— Start —

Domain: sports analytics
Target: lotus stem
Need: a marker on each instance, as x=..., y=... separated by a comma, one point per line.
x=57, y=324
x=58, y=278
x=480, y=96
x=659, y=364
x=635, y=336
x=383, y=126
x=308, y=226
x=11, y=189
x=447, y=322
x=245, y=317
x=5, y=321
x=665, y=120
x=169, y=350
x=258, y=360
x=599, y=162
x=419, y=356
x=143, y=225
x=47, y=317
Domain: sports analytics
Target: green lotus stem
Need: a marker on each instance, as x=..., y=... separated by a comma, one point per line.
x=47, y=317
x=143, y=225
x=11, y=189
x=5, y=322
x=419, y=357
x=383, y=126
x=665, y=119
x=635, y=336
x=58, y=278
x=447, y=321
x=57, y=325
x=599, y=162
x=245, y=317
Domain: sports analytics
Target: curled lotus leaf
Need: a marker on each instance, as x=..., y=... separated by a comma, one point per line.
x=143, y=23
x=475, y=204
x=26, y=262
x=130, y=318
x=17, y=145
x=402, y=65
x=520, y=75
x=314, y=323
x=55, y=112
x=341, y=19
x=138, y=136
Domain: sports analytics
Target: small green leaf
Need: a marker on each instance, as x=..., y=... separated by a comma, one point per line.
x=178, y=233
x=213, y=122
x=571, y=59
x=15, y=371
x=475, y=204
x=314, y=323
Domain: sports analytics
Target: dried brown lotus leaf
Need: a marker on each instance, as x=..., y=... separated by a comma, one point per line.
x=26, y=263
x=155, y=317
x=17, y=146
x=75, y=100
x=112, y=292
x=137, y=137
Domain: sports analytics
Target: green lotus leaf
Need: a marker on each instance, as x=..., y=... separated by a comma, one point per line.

— End —

→ **What the task asks**
Set down every one of the lines above, word for word and in the same order, changing nothing.

→ **Reply**
Domain: sports analytics
Target: lotus stem
Need: a marker on each instance, as x=..., y=... separated by a comma, one point per line.
x=57, y=324
x=58, y=278
x=480, y=96
x=659, y=364
x=635, y=336
x=383, y=126
x=308, y=226
x=11, y=189
x=447, y=322
x=245, y=317
x=5, y=321
x=665, y=120
x=169, y=350
x=258, y=360
x=599, y=162
x=419, y=356
x=143, y=225
x=47, y=317
Domain: sports analytics
Target: green lotus stem
Need: a marker on each instance, as x=..., y=... separated by a comma, one point per line.
x=47, y=317
x=143, y=225
x=11, y=189
x=5, y=322
x=419, y=357
x=383, y=126
x=665, y=119
x=635, y=336
x=58, y=278
x=447, y=321
x=57, y=325
x=599, y=162
x=245, y=317
Domain: sports analytics
Target: curled lotus leaf
Need: a marker on each instance, as x=..., y=... separated by a comma, one point per line.
x=143, y=23
x=475, y=204
x=26, y=262
x=130, y=318
x=17, y=145
x=402, y=65
x=520, y=75
x=314, y=323
x=55, y=112
x=341, y=19
x=138, y=136
Domain: sports analytics
Target: small green leaf
Need: a marker on each instance, as x=..., y=... separated by a comma, one point per line.
x=178, y=233
x=213, y=122
x=571, y=59
x=15, y=371
x=475, y=204
x=314, y=323
Domain: sports analytics
Target: dried brown lotus leaf
Need: a marker on each instance, as x=..., y=... separated by a comma, one point per line.
x=26, y=263
x=155, y=317
x=17, y=146
x=75, y=100
x=112, y=292
x=137, y=137
Domain: sports analytics
Target: green lotus leaf
Need: a marker on each instance, as x=..., y=... separated by a comma, one point per line.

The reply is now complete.